» Work to do: Give the data below again exactly as it stands. Omit the pictures.

**** Provided entries

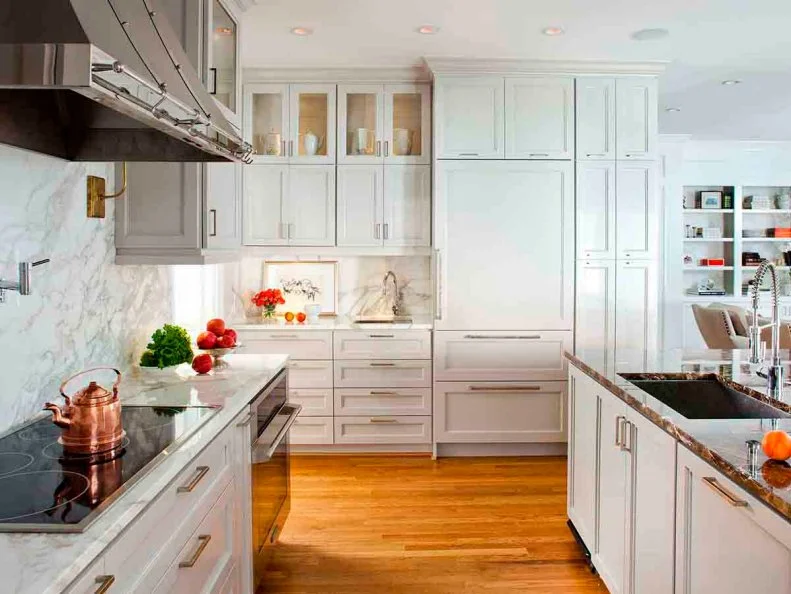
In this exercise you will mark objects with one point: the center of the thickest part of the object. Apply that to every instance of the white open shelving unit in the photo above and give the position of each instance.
(732, 245)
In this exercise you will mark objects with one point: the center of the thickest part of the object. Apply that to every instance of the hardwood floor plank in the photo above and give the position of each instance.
(393, 525)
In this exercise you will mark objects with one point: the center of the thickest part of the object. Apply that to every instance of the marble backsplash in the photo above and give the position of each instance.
(359, 284)
(84, 310)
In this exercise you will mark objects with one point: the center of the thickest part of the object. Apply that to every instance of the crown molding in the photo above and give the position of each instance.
(384, 74)
(468, 66)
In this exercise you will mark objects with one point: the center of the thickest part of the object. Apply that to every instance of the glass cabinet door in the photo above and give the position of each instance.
(223, 57)
(312, 125)
(407, 124)
(360, 109)
(266, 121)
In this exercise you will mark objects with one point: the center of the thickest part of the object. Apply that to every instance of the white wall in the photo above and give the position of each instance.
(693, 162)
(84, 310)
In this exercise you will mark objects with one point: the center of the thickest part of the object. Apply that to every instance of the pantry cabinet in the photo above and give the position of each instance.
(289, 205)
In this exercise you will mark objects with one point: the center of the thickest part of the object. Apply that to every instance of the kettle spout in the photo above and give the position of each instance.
(58, 417)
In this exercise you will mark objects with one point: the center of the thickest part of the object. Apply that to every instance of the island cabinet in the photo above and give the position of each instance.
(726, 540)
(621, 489)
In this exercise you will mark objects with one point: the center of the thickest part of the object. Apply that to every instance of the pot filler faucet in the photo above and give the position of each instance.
(774, 370)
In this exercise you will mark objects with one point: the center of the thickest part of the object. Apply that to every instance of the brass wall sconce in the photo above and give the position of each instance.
(96, 195)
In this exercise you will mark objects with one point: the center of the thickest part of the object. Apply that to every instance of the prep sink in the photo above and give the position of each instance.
(705, 398)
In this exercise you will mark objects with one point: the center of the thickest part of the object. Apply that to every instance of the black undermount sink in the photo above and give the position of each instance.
(705, 398)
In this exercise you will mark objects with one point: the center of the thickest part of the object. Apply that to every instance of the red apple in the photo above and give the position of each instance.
(216, 326)
(206, 340)
(225, 342)
(202, 364)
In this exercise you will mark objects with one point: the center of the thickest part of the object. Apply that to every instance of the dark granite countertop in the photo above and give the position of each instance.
(720, 442)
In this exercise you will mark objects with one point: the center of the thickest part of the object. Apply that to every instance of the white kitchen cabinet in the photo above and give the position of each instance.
(384, 205)
(596, 309)
(637, 212)
(596, 207)
(289, 205)
(503, 248)
(636, 107)
(583, 462)
(726, 540)
(595, 122)
(499, 412)
(501, 355)
(469, 115)
(291, 123)
(539, 117)
(636, 305)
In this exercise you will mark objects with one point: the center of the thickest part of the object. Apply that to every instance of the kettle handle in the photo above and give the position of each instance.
(115, 385)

********

» Answer to the exercise:
In this exercise you will mark objects with one point: the center of the thickest part of the object. Apply that to every instance of the white open shelving unit in the photo above and give the position of each instance.
(732, 245)
In this exercise you will mark objects with one point: the center of the thickest part of the object. Apply that to every instance of the hardwood floor plank in the photo above and give the position of each instance.
(393, 525)
In this exercise you will mark objects with one point: the center of the thickest part of the object. Apply that to every instance of the marble backsplash in the photo above and give the position of each instance.
(359, 284)
(84, 310)
In this exercise you will mark objects with one point: the center of the thickest part of the object. Apply that to every instance of the crown molding in the photo above and give the position of each instance.
(384, 74)
(468, 66)
In this exercise you will mark objects with one point: the center of the thickest part of the object. Apply that to every instance of the glass cabinet door in the photo above and give the position of each instance.
(223, 57)
(312, 125)
(407, 124)
(360, 109)
(266, 121)
In this exercise you will mark objects with one point: the center of the thickest part of the object. Apply that to every instance of the white wall in the photo above and give the position of each instance.
(693, 162)
(84, 310)
In this exercise you will mark objects with one point: the center of the thickest part of the object. Apply that to every instance of the pantry cabinet in the photo above and give the position of each instance.
(289, 205)
In this exercise you will mark objects with one point: the center of the thickest part of the object. Apply that to every instance of the kettle spout in the photo above and give the position of each instance.
(58, 417)
In this exercise you will mark objects with one point: the center of the thickest part of the object. Apply that to every instance of the island cabinet in the photo above and give the position of each instance.
(726, 540)
(621, 489)
In this exercise you will mark objects with one point: the center of the thickest part of the object. Apply that to every instance of the pot filler faucet in the photo above and give the position of each instance.
(774, 370)
In this exercise you will mark objects with one point: the center of the thickest part of the object. Apply that to every instance of the brass wall sconce in the photo above and give the position of each instance.
(96, 195)
In this exercise you will mark objects with one point: the center of the thickest part of the object. Apply that to every instance of the prep sink in the photo above and give the position of each instance.
(705, 398)
In this exercise you will mark objects with one point: the center of the thickest part of the object. Apply that to every instance of the black undermount sink in the photo above and give the position of each instance.
(705, 398)
In this exercise you will mark objects with one point: the center of the thickest part of the object. Apply that to every instance of the red apple in the photo above and give the position of each instance.
(216, 326)
(206, 340)
(225, 342)
(202, 364)
In this exercise you will mark objects with one point: the center of the thickest part of the object. Apply that to every instance of the dark granite countertop in the photo above and give the position of each instance.
(720, 442)
In this exercise you will mark objects with one point: the center of the thickest part of the object. Apply that to every instance of the white kitchen cabinet in the photo above and give the position of each instance.
(384, 205)
(596, 309)
(637, 212)
(596, 207)
(289, 205)
(503, 248)
(636, 107)
(583, 462)
(726, 540)
(595, 122)
(499, 412)
(501, 355)
(469, 115)
(291, 123)
(539, 117)
(636, 305)
In this exercise you will mark objects with one point: the center of the thickest part of the object. Apply that to every instance of the kettle handle in the photo above and give the position of each instance.
(115, 385)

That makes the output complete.